### EXCERPT
** Begin **

[comp.sys.next] WindowManager crash-out

rogerj@batcomputer.tn.cornell.edu (Roger Jagoda) (09/12/89)

We just had a weird system crash on our NeXT cubes and I'm pleading to
the system folks at NeXT for help (Avi?) for some insights.
 
We run a NeXT-only net in this arrangement with one "/" file-server
(netinfo-wise) and four other client servers. There are also 25 diskless
clients that use the main server for kernel launch but find all other
programs on their respective file-servers. Basically, the main file     
server no longer seems to launch WindowManager. The sceen comes up
with a "login:" prompt just as if someone typed CONSOLE and hit return
twice. You can log in, and netinfo seems to be working (niutil works)
and the group loaded into "." is recognized, but if I tail the file:
 
/usr/adm/messages
 
for errors I see a BIG problem. The last few lines are as follows:
 
NFS IO error in pagein (bread)  ---pass 9
NFS IO error in pagein (bread)  ---FATAL
 
target 0 media error -- FATAL timeout
 
Now does this mean that the hard drive (a 660MB) is just trashed?

** End **

### WORK TO COMPLETE
1. Count the lines in the records that contain the string "wing", and give only that number.
2. Extend the forum post about the NeXT WindowManager crash, starting after its last sentence.
The text and the records have nothing to do with each other.

Data entries
** Begin **

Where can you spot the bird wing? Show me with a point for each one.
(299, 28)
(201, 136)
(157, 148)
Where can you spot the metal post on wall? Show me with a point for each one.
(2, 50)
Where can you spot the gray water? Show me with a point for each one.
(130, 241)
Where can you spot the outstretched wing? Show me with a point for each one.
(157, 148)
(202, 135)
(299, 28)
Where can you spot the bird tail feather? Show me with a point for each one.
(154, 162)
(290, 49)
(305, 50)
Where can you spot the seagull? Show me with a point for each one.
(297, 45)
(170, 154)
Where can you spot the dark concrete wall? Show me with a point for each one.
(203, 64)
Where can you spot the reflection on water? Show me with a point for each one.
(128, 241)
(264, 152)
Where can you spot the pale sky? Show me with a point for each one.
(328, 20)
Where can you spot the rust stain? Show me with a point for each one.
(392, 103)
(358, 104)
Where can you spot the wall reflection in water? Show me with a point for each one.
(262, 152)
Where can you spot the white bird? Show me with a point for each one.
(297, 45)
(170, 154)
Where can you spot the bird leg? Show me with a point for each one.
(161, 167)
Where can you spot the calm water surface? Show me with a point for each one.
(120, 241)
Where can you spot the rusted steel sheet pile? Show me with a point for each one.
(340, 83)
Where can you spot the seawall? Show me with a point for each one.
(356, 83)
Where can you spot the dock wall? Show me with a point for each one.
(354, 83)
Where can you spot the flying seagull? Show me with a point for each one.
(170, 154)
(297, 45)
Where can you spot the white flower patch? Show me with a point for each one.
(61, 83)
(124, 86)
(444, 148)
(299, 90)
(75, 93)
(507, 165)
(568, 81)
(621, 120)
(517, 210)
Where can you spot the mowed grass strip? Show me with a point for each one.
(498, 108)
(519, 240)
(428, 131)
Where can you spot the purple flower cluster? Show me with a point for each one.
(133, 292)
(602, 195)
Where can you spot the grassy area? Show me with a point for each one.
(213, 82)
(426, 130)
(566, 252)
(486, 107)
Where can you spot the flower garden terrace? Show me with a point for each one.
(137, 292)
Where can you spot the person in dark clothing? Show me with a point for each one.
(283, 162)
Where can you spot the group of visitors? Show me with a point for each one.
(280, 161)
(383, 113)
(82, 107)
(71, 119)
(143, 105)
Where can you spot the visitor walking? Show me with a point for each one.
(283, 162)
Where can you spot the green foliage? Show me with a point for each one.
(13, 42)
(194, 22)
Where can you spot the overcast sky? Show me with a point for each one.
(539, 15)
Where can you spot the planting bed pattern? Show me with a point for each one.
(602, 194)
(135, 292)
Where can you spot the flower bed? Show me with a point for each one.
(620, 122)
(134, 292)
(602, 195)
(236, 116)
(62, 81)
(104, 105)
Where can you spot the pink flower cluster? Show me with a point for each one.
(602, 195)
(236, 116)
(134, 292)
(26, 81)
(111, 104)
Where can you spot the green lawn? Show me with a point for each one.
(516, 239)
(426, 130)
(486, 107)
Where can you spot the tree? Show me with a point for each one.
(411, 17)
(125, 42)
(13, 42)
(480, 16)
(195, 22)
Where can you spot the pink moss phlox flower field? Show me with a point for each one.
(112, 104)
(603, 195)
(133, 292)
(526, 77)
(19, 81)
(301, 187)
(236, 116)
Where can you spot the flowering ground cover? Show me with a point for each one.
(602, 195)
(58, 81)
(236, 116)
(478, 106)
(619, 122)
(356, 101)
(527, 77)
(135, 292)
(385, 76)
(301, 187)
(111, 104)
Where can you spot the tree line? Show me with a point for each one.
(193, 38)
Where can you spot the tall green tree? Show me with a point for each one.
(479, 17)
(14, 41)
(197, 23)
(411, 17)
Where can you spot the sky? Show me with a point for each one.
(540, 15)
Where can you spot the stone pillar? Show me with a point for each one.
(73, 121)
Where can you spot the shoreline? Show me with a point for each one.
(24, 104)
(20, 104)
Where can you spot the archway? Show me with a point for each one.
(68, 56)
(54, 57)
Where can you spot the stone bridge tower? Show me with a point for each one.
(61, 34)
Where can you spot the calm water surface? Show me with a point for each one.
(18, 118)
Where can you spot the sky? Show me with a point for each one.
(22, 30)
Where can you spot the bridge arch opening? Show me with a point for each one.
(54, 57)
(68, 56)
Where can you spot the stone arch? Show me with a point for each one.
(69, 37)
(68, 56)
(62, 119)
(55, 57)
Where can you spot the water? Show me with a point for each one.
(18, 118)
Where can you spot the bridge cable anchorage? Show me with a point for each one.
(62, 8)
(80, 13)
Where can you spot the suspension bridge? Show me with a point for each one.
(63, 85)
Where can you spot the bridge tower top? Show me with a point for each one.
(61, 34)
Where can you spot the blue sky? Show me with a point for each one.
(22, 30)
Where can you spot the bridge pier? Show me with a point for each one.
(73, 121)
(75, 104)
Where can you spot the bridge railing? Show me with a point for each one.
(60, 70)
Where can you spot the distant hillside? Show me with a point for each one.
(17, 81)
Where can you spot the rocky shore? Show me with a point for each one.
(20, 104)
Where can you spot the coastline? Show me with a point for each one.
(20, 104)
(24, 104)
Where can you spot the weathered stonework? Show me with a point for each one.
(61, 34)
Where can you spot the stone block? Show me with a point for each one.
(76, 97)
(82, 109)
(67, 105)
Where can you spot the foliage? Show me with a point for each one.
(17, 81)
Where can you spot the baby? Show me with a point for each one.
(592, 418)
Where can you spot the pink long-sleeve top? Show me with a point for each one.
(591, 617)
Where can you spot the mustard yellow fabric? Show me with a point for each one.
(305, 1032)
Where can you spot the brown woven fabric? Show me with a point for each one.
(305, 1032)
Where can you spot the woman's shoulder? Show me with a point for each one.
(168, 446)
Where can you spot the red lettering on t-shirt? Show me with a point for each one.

** End **

### REPLIES
1. 2

2.
FSCK reports no errors even after repeated reboots. The other servers
and clients all get their window managers going fine, and SUM reports
that the file on the main server (vmunix, WindowManager) are the same
as on the other machines. BTW, we nfs mount everything among the servers
and I have discovered that netinfo and NFS don't really get along that
great. Is there anything I can do to remedy this situation? We haven't
had anything like this ever before so our experience is just a little
limited. Really, if anyone has ever seen anything like this, or someone
at NeXT know where the problem is...PULEESE don't be shy. Post away, or
better yet mail to below as this machine is really no ours...just
borrowed. Thanks in advance.
 
Roger Jagoda
Cornell University
(607) 255-8960
FQOJ@CORNELLA.CIT.CORNELL.EDU
 

avie@wb1.cs.cmu.edu (Avadis Tevanian) (09/13/89)

In article <8828@batcomputer.tn.cornell.edu> rogerj@tcgould.tn.cornell.edu (Roger Jagoda) writes:
>Basically, the main file     
>server no longer seems to launch WindowManager. The sceen comes up
>with a "login:" prompt just as if someone typed CONSOLE and hit return
>twice. You can log in, and netinfo seems to be working (niutil works)

At this point it looks like someone has edited your /etc/ttys file and
changed it to run a getty instead of the WindowServer.  However, after
reading on...

>and the group loaded into "." is recognized, but if I tail the file:
> 
>/usr/adm/messages
> 
>for errors I see a BIG problem. The last few lines are as follows:
> 
>NFS IO error in pagein (bread)  ---pass 9
>NFS IO error in pagein (bread)  ---FATAL
> 
>target 0 media error -- FATAL timeout
> 

I first wonder why you are getting NFS IO errors, which server might you be
referencing and does it seem to be functioning normally?  The target 0 media
error looks like some type of disk drive problem.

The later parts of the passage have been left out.